Dataset entries
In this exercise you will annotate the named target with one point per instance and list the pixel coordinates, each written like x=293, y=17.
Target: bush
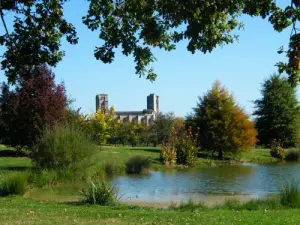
x=16, y=185
x=112, y=168
x=99, y=192
x=277, y=151
x=293, y=155
x=290, y=194
x=138, y=164
x=186, y=152
x=50, y=178
x=64, y=146
x=31, y=105
x=168, y=154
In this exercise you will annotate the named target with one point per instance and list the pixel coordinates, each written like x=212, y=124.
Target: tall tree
x=224, y=127
x=138, y=26
x=277, y=112
x=161, y=129
x=34, y=104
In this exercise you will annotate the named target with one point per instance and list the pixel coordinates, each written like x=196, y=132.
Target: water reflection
x=249, y=179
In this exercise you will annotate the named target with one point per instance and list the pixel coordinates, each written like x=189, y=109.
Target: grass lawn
x=17, y=210
x=40, y=205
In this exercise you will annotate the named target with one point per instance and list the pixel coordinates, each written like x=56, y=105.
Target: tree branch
x=3, y=21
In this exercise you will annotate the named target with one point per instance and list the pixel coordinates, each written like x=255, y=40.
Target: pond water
x=244, y=180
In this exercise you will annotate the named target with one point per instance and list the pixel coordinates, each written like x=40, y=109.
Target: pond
x=207, y=184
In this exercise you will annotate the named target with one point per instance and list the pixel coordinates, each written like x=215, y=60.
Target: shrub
x=168, y=154
x=63, y=147
x=16, y=185
x=293, y=155
x=100, y=192
x=290, y=194
x=112, y=168
x=138, y=164
x=186, y=150
x=50, y=178
x=33, y=104
x=276, y=150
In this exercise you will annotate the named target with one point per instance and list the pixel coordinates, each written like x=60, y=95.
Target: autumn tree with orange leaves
x=225, y=129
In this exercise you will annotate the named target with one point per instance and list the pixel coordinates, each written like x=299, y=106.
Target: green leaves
x=36, y=37
x=137, y=27
x=277, y=111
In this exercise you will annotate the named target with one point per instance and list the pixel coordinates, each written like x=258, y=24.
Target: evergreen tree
x=277, y=112
x=224, y=127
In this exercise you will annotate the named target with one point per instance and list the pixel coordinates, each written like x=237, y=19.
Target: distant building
x=102, y=102
x=145, y=116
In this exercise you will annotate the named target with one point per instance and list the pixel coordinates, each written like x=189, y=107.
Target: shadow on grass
x=155, y=150
x=15, y=168
x=12, y=153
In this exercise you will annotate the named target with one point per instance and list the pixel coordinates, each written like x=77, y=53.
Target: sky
x=182, y=76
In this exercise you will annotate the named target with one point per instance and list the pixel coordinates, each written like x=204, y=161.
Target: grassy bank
x=55, y=204
x=121, y=154
x=16, y=210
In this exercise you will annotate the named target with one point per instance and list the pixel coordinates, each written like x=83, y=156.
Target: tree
x=161, y=129
x=101, y=125
x=138, y=26
x=277, y=112
x=34, y=104
x=224, y=127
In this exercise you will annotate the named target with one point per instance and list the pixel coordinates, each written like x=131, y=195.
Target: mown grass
x=16, y=210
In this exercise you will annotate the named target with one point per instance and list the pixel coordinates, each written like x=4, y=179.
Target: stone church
x=145, y=116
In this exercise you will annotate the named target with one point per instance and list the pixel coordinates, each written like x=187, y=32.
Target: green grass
x=48, y=205
x=258, y=155
x=16, y=210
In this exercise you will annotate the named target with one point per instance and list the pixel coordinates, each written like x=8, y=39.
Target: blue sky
x=241, y=67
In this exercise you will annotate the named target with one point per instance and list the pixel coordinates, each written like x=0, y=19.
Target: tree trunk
x=220, y=155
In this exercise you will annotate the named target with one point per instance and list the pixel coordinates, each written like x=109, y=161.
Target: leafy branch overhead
x=139, y=26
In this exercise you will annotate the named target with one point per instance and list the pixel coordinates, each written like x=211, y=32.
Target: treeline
x=35, y=105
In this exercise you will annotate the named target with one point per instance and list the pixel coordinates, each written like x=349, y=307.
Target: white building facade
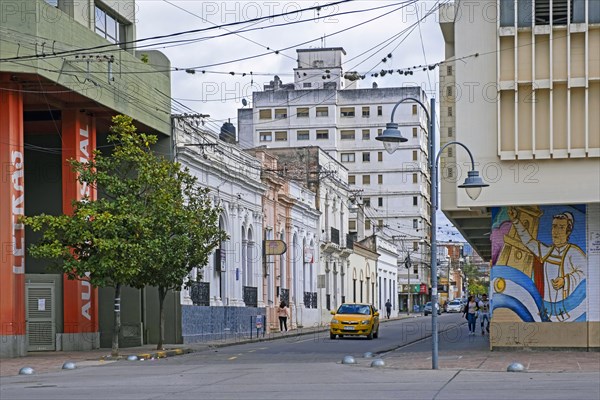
x=233, y=177
x=323, y=108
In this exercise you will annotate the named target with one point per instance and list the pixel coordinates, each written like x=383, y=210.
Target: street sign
x=274, y=247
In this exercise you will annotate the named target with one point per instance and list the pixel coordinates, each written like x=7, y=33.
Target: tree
x=147, y=209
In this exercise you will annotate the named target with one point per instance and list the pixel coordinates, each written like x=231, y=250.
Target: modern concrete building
x=66, y=67
x=325, y=107
x=524, y=98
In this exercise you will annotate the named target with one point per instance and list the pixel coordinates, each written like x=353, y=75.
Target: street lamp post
x=391, y=138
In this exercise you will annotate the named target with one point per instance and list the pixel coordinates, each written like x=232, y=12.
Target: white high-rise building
x=324, y=107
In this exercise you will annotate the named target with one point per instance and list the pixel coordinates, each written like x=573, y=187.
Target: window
x=352, y=225
x=265, y=136
x=347, y=157
x=302, y=112
x=280, y=113
x=347, y=135
x=107, y=25
x=264, y=114
x=280, y=136
x=347, y=112
x=303, y=135
x=322, y=111
x=322, y=134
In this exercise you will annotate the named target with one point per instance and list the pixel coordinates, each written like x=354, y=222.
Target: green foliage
x=477, y=283
x=150, y=225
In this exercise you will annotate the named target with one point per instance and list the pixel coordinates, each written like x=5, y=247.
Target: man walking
x=484, y=313
x=388, y=308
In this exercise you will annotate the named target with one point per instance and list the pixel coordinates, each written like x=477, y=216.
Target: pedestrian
x=283, y=312
x=471, y=314
x=388, y=308
x=484, y=313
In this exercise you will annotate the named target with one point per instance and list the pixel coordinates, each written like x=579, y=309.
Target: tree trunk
x=117, y=321
x=162, y=293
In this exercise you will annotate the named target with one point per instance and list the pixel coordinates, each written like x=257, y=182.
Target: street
x=309, y=367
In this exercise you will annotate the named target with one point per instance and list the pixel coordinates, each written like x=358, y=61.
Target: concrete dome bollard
x=348, y=360
x=515, y=367
x=69, y=365
x=377, y=363
x=26, y=371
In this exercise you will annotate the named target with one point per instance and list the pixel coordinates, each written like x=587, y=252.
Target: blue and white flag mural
x=539, y=263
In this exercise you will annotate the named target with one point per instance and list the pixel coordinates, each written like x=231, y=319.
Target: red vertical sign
x=12, y=206
x=79, y=141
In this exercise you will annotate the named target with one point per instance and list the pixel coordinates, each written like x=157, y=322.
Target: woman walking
x=471, y=314
x=282, y=312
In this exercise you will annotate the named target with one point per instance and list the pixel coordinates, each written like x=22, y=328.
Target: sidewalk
x=479, y=358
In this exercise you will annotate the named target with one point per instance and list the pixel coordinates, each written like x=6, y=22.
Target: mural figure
x=539, y=263
x=563, y=262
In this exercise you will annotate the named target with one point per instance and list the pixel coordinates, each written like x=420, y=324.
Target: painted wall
x=544, y=278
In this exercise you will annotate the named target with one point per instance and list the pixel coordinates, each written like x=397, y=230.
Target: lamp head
x=473, y=184
x=391, y=137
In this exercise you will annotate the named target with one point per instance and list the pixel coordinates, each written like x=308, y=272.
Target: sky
x=403, y=32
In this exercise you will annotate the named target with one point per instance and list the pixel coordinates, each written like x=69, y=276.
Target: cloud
x=219, y=94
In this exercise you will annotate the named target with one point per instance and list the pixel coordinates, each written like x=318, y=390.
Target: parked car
x=455, y=306
x=427, y=309
x=354, y=320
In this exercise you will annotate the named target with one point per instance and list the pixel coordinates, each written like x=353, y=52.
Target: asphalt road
x=305, y=367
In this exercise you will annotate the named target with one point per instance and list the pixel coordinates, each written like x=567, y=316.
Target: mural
x=539, y=263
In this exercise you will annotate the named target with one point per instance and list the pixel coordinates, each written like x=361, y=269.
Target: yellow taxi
x=354, y=320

## WORK INSTRUCTIONS
Begin at the line containing "like x=353, y=52." and reproduce every line through the last one in the records above, exactly.

## PROBLEM SOLUTION
In this exercise you will annotate the named target with one point per instance and list the pixel coordinates, each written like x=353, y=52.
Target: asphalt road
x=305, y=367
In this exercise you will annotate the named target with one point per instance and list the pixel coordinates, each written like x=567, y=316.
Target: mural
x=539, y=263
In this exercise you will annotate the named target with one point per instance and list the pixel coordinates, each written like x=361, y=269.
Target: yellow taxi
x=354, y=320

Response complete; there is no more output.